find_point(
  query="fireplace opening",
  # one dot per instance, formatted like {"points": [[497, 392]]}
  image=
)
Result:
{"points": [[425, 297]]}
☆ ☆ ☆ ☆
### Problem description:
Swap "fireplace" for "hearth" throughout the records and reproduce the lines with nothing else altered.

### Task result:
find_point(
  query="hearth opening",
  # one dot per instance, formatted like {"points": [[497, 392]]}
  image=
)
Result:
{"points": [[425, 297]]}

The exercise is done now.